-- Task prompt --
Starting at the top of the entries below, print each line exactly until the line with "Above is an image. Your task is to find the white" has been printed too.
------------
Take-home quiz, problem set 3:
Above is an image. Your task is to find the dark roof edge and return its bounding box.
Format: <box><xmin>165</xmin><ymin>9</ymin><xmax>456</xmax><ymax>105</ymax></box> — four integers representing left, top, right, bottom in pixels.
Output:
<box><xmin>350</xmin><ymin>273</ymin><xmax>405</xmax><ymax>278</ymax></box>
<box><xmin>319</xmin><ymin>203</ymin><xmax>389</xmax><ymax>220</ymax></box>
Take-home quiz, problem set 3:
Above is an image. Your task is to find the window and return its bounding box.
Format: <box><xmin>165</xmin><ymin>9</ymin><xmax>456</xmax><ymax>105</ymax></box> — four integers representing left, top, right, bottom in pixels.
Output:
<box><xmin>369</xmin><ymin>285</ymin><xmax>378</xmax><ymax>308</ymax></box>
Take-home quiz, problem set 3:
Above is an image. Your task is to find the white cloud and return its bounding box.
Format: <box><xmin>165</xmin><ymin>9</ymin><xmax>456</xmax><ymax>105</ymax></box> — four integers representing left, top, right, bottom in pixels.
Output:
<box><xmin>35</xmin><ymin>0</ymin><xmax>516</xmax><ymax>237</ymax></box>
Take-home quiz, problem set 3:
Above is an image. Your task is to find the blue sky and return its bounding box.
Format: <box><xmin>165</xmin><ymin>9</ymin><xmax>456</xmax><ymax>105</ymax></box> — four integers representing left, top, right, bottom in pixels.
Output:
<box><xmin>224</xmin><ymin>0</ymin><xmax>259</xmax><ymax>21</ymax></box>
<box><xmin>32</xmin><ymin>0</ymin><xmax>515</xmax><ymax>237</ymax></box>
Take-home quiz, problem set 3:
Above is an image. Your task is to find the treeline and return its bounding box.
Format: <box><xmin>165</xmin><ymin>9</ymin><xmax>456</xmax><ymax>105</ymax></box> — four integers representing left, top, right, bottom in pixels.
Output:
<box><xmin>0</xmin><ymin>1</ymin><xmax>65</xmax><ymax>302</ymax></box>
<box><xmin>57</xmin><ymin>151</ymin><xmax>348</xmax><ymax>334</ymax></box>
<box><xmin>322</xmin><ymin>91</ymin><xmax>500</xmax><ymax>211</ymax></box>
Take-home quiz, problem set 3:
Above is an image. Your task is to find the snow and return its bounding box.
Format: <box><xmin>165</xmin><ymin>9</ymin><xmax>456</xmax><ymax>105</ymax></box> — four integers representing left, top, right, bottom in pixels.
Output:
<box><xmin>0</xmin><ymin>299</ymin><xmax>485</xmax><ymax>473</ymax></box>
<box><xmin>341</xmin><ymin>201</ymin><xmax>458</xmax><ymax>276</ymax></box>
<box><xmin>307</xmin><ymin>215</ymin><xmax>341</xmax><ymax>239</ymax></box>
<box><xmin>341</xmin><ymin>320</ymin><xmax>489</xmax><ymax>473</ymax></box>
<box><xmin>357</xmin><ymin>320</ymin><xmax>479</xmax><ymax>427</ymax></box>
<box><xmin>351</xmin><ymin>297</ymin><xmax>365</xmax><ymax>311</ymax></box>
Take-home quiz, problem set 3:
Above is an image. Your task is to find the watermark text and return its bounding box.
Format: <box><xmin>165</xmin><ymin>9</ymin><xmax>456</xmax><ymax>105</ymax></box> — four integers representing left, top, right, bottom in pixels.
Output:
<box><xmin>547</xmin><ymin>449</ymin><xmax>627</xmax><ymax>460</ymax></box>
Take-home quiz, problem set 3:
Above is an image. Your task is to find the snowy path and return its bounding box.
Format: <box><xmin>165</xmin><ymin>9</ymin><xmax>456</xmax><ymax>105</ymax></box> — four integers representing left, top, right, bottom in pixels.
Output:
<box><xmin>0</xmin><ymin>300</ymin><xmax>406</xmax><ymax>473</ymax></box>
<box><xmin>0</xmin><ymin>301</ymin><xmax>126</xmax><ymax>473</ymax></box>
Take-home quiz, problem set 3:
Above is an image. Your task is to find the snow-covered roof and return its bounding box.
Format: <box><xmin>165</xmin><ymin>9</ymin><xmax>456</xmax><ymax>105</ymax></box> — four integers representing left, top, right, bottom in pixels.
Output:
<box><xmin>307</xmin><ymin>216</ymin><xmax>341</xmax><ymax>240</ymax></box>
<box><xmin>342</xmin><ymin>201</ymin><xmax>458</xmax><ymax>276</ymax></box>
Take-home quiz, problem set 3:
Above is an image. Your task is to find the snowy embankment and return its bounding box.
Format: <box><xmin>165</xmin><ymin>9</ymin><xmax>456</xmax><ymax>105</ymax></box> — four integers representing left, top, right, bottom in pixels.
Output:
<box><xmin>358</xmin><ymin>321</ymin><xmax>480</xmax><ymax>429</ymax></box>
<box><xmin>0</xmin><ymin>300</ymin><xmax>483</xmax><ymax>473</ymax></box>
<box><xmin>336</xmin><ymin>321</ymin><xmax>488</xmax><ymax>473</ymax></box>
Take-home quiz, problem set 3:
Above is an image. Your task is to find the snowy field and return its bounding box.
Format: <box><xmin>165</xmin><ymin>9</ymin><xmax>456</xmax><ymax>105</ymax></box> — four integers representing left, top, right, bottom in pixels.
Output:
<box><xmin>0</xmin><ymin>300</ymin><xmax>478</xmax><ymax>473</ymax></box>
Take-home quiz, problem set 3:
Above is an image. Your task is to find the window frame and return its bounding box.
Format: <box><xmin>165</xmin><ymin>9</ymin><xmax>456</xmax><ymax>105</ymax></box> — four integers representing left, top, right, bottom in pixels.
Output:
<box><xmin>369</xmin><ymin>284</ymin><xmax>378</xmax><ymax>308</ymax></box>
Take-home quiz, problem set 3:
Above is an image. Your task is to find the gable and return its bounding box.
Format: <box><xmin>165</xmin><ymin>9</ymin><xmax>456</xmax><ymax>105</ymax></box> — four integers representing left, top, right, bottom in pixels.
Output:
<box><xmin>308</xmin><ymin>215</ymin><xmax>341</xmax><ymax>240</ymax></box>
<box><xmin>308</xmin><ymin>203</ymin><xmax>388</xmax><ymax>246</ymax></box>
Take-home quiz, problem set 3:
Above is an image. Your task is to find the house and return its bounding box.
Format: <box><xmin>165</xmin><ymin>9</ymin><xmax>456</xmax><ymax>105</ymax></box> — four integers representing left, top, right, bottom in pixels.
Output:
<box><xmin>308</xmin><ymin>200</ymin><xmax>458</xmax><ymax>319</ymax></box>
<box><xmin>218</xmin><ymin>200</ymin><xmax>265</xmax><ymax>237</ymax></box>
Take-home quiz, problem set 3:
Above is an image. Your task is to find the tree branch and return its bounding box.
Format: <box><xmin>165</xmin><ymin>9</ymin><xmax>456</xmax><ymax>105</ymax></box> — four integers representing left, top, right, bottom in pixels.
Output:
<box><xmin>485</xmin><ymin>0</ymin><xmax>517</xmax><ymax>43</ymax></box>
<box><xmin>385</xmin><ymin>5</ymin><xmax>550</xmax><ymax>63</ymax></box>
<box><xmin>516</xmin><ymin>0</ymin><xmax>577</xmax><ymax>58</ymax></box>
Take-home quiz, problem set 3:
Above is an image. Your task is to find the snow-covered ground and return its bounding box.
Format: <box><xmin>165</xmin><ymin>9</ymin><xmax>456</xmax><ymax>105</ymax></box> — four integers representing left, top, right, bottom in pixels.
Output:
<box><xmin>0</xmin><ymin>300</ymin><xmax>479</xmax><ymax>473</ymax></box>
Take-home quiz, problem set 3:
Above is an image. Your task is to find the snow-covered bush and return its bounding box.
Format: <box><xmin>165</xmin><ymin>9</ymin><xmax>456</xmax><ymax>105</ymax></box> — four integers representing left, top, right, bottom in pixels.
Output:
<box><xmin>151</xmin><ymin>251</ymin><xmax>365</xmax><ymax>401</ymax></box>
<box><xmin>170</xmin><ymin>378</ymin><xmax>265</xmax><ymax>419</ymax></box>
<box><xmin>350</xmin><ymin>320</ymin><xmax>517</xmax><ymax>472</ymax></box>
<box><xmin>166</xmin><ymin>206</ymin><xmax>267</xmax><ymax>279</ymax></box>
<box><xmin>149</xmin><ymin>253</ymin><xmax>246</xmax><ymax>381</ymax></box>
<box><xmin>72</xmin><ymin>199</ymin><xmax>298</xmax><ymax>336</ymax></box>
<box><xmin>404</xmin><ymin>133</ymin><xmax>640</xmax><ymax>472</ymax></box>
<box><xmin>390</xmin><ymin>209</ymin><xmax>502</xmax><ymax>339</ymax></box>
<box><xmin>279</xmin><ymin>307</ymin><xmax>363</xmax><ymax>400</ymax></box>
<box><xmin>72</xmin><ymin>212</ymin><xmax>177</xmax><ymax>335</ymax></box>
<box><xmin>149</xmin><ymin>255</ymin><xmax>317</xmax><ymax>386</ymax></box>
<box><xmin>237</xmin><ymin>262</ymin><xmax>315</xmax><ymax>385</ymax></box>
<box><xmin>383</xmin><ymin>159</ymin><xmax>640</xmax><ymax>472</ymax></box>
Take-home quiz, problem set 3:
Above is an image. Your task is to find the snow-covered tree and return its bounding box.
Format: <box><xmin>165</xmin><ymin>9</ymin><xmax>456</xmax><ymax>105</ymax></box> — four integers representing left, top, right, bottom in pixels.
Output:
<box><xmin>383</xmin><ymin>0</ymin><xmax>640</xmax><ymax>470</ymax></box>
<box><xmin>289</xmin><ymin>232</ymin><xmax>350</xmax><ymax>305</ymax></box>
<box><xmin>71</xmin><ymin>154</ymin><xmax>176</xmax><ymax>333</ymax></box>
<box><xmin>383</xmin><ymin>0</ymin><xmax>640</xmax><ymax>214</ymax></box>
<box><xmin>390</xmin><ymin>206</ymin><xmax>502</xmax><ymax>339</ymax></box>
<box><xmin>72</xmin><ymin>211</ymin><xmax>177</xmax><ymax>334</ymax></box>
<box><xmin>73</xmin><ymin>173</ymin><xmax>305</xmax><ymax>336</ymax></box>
------------
-- Reply --
Take-home quiz, problem set 3:
Above is an image. Your task is to find the dark roof edge and return its bounding box.
Format: <box><xmin>165</xmin><ymin>9</ymin><xmax>456</xmax><ymax>105</ymax></box> — four integers representing left, top, right, bottom in pixels.
Output:
<box><xmin>350</xmin><ymin>273</ymin><xmax>405</xmax><ymax>278</ymax></box>
<box><xmin>319</xmin><ymin>203</ymin><xmax>389</xmax><ymax>220</ymax></box>
Take-home quiz, problem set 3:
Above is an image. Your task is to find the window and return its bounding box.
Format: <box><xmin>165</xmin><ymin>9</ymin><xmax>456</xmax><ymax>105</ymax></box> — four integers representing left, top, right, bottom in pixels.
Output:
<box><xmin>369</xmin><ymin>285</ymin><xmax>378</xmax><ymax>308</ymax></box>
Take-home quiz, problem set 3:
Above is an image. Your task is to find the white cloud and return its bounding box.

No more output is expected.